▶ **Excerpts of bounding box data**:
Start

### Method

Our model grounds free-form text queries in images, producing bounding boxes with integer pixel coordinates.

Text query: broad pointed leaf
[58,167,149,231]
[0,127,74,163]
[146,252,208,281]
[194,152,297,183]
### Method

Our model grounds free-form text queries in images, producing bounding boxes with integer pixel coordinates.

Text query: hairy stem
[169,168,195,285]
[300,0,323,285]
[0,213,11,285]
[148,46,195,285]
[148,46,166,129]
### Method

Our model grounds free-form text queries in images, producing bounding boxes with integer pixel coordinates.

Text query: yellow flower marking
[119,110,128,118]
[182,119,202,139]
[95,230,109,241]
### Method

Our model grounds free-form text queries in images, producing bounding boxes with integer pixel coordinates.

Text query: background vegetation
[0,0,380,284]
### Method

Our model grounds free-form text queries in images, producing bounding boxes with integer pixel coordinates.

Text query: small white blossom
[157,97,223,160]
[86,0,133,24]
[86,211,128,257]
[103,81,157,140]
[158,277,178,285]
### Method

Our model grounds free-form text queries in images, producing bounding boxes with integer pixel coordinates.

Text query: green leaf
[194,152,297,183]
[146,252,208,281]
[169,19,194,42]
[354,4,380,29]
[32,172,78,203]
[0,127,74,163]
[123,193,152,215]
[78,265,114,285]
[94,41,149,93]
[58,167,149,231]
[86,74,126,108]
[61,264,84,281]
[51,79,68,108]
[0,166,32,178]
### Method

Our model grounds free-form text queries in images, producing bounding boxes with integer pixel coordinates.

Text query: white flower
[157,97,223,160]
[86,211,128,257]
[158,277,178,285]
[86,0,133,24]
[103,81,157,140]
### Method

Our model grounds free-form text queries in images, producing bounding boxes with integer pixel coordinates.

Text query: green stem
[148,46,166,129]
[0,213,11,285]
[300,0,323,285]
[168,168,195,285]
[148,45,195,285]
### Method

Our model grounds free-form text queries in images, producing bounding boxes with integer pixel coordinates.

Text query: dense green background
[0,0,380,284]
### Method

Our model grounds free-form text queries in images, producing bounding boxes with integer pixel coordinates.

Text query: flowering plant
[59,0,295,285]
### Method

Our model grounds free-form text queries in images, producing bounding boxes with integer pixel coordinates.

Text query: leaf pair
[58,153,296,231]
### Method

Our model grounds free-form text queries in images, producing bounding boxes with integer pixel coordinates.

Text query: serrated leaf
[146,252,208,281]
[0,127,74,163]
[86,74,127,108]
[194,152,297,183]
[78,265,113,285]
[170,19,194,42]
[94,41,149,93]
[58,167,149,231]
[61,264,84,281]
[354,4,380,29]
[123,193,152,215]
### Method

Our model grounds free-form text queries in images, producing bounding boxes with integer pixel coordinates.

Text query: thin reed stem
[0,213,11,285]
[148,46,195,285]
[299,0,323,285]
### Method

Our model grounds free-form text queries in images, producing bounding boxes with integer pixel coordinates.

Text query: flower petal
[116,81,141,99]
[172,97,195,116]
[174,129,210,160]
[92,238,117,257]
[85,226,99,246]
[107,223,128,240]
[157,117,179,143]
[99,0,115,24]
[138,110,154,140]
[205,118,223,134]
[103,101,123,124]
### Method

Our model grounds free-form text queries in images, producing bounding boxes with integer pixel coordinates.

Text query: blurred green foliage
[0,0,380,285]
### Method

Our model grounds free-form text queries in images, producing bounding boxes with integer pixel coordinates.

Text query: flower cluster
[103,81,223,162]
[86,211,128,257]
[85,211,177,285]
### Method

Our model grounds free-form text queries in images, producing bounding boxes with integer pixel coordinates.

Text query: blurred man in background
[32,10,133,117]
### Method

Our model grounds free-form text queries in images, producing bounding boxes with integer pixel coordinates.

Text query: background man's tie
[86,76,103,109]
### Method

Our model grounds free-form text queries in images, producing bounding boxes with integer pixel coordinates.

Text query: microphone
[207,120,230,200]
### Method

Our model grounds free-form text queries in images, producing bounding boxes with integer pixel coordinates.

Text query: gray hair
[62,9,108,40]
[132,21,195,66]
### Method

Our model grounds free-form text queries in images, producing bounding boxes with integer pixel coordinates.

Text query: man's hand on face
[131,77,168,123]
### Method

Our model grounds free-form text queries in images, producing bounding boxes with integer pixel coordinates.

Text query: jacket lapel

End

Copy out all the entries again, swapping every "Text query" for "Search phrase" and leaving everything else as is.

▶ **EXERCISE SOLUTION**:
### Method

Our model grounds free-form text queries in images, producing bounding boxes with integer pixel coordinates.

Search phrase: broad pointed leaf
[58,167,149,231]
[0,127,74,163]
[146,252,208,281]
[194,152,297,183]
### Method

Our model grounds free-form text queries in images, producing bounding boxes with integer pixel coordinates.

Search phrase: hairy stem
[169,168,195,285]
[300,0,323,285]
[0,213,11,285]
[148,46,195,285]
[148,46,166,129]
### Method

Our model grounds free-form text queries in images, producing bounding boxes with integer pixel coordinates.

Search phrase: yellow flower marking
[119,110,128,118]
[182,119,202,139]
[95,230,109,241]
### Method

Our model grounds free-form text queries in images, producing bounding boxes with integer pixel coordinates.

Search phrase: background vegetation
[0,0,380,284]
### Method

Our model grounds free-form text queries in images, producing bounding boxes with integer pixel coordinates.

Search phrase: small white blossom
[157,97,223,160]
[86,0,133,24]
[86,211,128,257]
[103,81,157,140]
[158,277,178,285]
### Method

Our model grounds free-form text queries in images, producing bounding boxes with integer pixel coordinates.

Search phrase: green leaf
[194,152,297,183]
[146,252,208,281]
[169,19,194,42]
[354,4,380,29]
[32,172,78,203]
[0,127,74,163]
[123,193,152,215]
[78,265,114,285]
[94,41,149,93]
[58,167,149,231]
[86,74,126,108]
[61,264,84,281]
[51,79,68,108]
[0,166,32,178]
### Method

Our model grounds free-form text queries in images, producing bounding boxes with integer pixel coordinates.

Search phrase: white flower
[157,97,223,160]
[86,211,128,257]
[158,277,178,285]
[86,0,133,24]
[103,81,157,140]
### Method

Our model grounds free-form text queries in images, producing bounding boxes with integer pixel coordinates.

Search phrase: green stem
[148,46,166,129]
[0,213,11,285]
[300,0,323,285]
[168,168,195,285]
[148,45,195,285]
### Method

Our model grounds free-form text queries in images, producing bounding boxes with integer pixel coordinates.

Search phrase: dense green background
[0,0,380,284]
### Method

Our model grounds free-form text queries in images, producing bounding boxes with integer pixel coordinates.

Search phrase: flowering plant
[59,0,295,285]
### Method

Our model grounds free-form text queries in images, producing bounding boxes with integer pixel coordinates.

Search phrase: leaf pair
[58,153,296,231]
### Method

Our model grounds free-form text queries in images, producing bounding boxes with integer pixel coordinates.

Search phrase: serrated leaf
[146,252,208,281]
[0,127,74,163]
[86,74,127,108]
[194,152,297,183]
[78,265,113,285]
[170,19,194,42]
[94,41,149,93]
[58,167,149,231]
[61,264,84,281]
[354,4,380,29]
[123,193,152,215]
### Method

Our model grounds free-form text queries in images, producing bounding boxes with integer pixel coordinates.

Search phrase: thin reed stem
[0,213,11,285]
[148,46,195,285]
[299,0,323,285]
### Method

Our model grounds free-form text queries in images, producing bounding boxes with integer pixel coordinates.

Search phrase: flower petal
[116,81,141,99]
[172,97,195,116]
[174,129,210,160]
[92,238,117,257]
[85,226,99,246]
[107,223,128,240]
[157,117,179,143]
[99,0,115,24]
[138,110,154,140]
[205,118,223,134]
[103,101,123,124]
### Method

Our model grounds free-form text queries in images, producing bounding boxes with integer pixel coordinates.

Search phrase: blurred green foliage
[0,0,380,285]
### Method

Our model grounds free-form text queries in images, producing bounding boxes with integer pixel coordinates.

Search phrase: flower cluster
[103,81,223,162]
[86,211,128,257]
[85,211,177,285]
### Method

Our model grounds free-form text queries in images, producing bounding boxes with integer pixel coordinates.

Search phrase: blurred man in background
[32,10,133,117]
### Method

Our model grounds free-form text queries in images, producing bounding boxes with integer pixel coordinates.

Search phrase: background man's tie
[86,76,103,109]
### Method

Our model grounds free-form text queries in images, producing bounding boxes with integer pixel coordinates.

Search phrase: microphone
[207,120,230,200]
### Method

Our model grounds free-form text queries in images, producing bounding boxes with integer pixel coordinates.

Search phrase: gray hair
[62,9,108,40]
[132,21,195,66]
### Method

Our model grounds free-form text queries in images, producing bounding boxes with integer pixel coordinates.

Search phrase: man's hand on face
[131,77,168,123]
### Method

Our model grounds free-form text queries in images, producing bounding boxes with integer pixel coordinates.

Search phrase: jacket lapel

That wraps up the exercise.